> [Set problem]
Reproduce every row below word for word, leaving each line unchanged.

++++ Record extracts ++++

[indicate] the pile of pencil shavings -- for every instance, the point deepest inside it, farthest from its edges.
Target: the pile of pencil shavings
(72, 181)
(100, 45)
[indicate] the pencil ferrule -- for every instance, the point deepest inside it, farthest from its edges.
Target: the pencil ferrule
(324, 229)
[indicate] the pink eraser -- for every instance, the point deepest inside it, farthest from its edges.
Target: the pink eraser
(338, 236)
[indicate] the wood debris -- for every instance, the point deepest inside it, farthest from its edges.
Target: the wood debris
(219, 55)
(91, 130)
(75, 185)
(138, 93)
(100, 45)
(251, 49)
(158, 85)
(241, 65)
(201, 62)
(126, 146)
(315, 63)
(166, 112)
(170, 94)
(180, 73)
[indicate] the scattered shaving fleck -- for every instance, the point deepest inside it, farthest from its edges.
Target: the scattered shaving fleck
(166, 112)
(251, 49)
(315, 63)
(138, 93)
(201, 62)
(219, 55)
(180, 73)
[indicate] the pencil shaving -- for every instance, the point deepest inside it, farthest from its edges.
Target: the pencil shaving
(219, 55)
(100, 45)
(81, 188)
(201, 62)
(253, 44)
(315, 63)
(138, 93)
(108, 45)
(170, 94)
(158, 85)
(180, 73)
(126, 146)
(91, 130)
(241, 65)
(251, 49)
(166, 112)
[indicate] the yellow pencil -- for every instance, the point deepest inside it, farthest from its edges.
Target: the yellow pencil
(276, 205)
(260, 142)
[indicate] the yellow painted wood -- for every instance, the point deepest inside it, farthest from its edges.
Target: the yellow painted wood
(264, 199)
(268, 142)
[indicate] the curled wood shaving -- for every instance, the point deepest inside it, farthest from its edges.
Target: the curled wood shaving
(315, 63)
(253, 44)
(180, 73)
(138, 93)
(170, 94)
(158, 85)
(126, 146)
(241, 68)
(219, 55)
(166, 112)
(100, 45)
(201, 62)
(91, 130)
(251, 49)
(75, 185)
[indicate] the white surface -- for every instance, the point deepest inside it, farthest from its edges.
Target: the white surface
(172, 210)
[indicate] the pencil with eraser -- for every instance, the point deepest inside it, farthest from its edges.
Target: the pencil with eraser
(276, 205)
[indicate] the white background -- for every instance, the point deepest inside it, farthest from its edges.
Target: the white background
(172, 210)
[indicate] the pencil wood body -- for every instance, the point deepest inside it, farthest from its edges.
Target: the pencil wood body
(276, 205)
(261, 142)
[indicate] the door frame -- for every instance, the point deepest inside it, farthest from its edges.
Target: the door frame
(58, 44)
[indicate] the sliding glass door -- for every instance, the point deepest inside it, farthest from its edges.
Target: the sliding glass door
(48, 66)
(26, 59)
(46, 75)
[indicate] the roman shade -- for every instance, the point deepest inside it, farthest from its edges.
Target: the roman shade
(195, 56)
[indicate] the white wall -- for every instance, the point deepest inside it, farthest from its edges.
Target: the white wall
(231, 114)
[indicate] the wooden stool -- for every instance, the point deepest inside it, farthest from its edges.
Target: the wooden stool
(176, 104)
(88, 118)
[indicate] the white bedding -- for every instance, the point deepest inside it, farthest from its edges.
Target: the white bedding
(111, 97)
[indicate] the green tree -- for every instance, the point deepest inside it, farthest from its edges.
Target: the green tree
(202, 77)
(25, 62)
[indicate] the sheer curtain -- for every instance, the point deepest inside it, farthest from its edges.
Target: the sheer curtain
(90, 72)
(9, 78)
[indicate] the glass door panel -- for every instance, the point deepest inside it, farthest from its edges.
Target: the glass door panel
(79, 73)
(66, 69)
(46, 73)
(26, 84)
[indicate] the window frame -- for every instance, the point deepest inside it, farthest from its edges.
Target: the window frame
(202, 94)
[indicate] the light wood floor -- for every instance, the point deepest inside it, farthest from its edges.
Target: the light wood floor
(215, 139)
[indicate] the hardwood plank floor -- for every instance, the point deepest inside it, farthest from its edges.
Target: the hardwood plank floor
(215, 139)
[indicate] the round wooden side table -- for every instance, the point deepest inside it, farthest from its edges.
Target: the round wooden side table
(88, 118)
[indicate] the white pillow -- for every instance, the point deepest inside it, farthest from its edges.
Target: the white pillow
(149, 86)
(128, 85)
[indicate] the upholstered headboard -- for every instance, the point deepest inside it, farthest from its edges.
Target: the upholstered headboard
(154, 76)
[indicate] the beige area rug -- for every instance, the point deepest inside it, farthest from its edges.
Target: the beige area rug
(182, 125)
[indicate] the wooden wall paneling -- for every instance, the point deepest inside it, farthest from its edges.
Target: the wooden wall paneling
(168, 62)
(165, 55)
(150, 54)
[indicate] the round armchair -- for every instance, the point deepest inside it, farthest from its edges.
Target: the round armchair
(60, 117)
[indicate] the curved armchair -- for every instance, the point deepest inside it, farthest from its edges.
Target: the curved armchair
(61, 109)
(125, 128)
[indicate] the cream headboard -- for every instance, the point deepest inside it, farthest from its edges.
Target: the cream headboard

++++

> [Solution for this task]
[indicate] the pile of pencil shavings -- for every instance, the point deepest inside it, farthest from its edges.
Target: the pile of pencil shavings
(72, 181)
(100, 45)
[indicate] the pencil ferrule -- for every instance, the point deepest inside it, farthest from its edges.
Target: the pencil ferrule
(324, 229)
[indicate] the pink eraser -- for every instance, the point deepest inside it, farthest from its edges.
Target: the pink eraser
(338, 236)
[indicate] the wood debris -- for every instance, the point deepest inside it, farthest from its edges.
Target: the wood debris
(219, 55)
(91, 130)
(75, 185)
(138, 93)
(100, 45)
(251, 49)
(158, 85)
(241, 65)
(201, 62)
(126, 146)
(315, 63)
(166, 112)
(170, 94)
(180, 73)
[indicate] the scattered shaving fleck -- for every instance, the point deepest inside it, farthest from its edges.
Target: the scattered shaving fleck
(166, 112)
(251, 49)
(315, 63)
(138, 93)
(201, 62)
(219, 55)
(180, 73)
[indicate] the pencil shaving -- for every instance, the point deepest inside it, farthest from its edges.
Target: the pencil shaving
(219, 55)
(100, 45)
(81, 188)
(201, 62)
(253, 44)
(315, 63)
(138, 93)
(108, 45)
(170, 94)
(158, 85)
(180, 73)
(126, 146)
(91, 130)
(241, 65)
(251, 49)
(166, 112)
[indicate] the yellow pencil -- for every instance, the point deepest inside it, farthest from its edges.
Target: the yellow pencil
(276, 205)
(260, 142)
[indicate] the yellow painted wood -- for every instance, the point deepest inside it, farthest from its edges.
Target: the yellow painted wood
(264, 199)
(268, 142)
[indicate] the curled wood shaving -- for every instance, the point deepest inside it, farthest from its edges.
Target: the curled wood shaving
(315, 63)
(253, 44)
(180, 73)
(138, 93)
(170, 94)
(158, 85)
(126, 146)
(241, 68)
(219, 55)
(166, 112)
(100, 45)
(201, 62)
(91, 130)
(251, 49)
(75, 185)
[indicate] the white surface -- for every instance, the point deepest inside it, farthest from its edges.
Target: the white surface
(172, 210)
[indicate] the pencil with eraser -- for every instance, the point deepest inside it, farthest from its edges.
Target: the pencil with eraser
(276, 205)
[indicate] the white background -- for every instance, the point deepest inside it, farthest from its edges.
Target: the white background
(172, 210)
[indicate] the pencil wood body -- for every instance, the point deepest inside it, farthest from its edges.
Target: the pencil wood body
(276, 205)
(261, 142)
[indicate] the door frame -- for every instance, the point deepest inside it, farthest from its edges.
Target: the door frame
(58, 44)
[indicate] the sliding glass door -- for every instance, the point deepest inside it, farthest from its edges.
Target: the sliding glass door
(48, 66)
(26, 59)
(46, 75)
[indicate] the roman shade -- for every instance, the point deepest inside it, farthest from its edges.
Target: the roman shade
(195, 56)
[indicate] the white wall -- for every instance, the point deepest inside it, farthest from its edges.
Target: the white wall
(231, 114)
[indicate] the wooden stool -- for every instance, the point deepest inside it, farthest from its edges.
Target: the wooden stool
(176, 104)
(88, 118)
[indicate] the white bedding -- for every instance, the point deepest inside it, farthest from its edges.
Target: the white bedding
(111, 97)
[indicate] the green tree -- for every instance, the point deepest inside it, farthest from its edges.
Target: the green tree
(202, 77)
(25, 62)
[indicate] the sheer curtain -- for every instance, the point deepest inside it, farthest from its edges.
Target: the sheer curtain
(90, 72)
(9, 78)
[indicate] the glass door panel -- for every instance, the point deepest inside it, farthest from its edges.
Target: the glass door panel
(79, 73)
(66, 69)
(46, 73)
(26, 84)
[indicate] the window frame -- for every instance, the point deepest inside it, farthest from its edges.
Target: the window frame
(202, 94)
[indicate] the light wood floor -- for every instance, the point deepest inside it, farthest from its edges.
Target: the light wood floor
(215, 139)
[indicate] the hardwood plank floor -- for every instance, the point deepest inside it, farthest from its edges.
Target: the hardwood plank floor
(215, 139)
[indicate] the round wooden side table -- for every instance, the point deepest inside it, farthest from its edges.
Target: the round wooden side table
(88, 118)
[indicate] the white pillow -- for every instance, the point deepest inside it, farthest from its edges.
Target: the white pillow
(149, 86)
(128, 85)
[indicate] the upholstered headboard -- for every instance, the point deepest inside it, farthest from its edges.
Target: the upholstered headboard
(154, 76)
[indicate] the beige area rug -- for every instance, the point deepest inside it, farthest from its edges.
Target: the beige area rug
(182, 125)
[indicate] the wooden wall paneling -- for every instance, the point deepest inside it, farthest from its edges.
Target: the wooden wall paneling
(168, 62)
(165, 55)
(150, 54)
[indicate] the round armchair -- for every instance, the point deepest inside it, farthest from its edges.
Target: the round armchair
(60, 117)
[indicate] the curved armchair -- for every instance, the point deepest inside it, farthest from its edges.
Target: the curved armchair
(61, 109)
(125, 128)
[indicate] the cream headboard -- for every instance, the point deepest inside it, farthest from its edges.
Target: the cream headboard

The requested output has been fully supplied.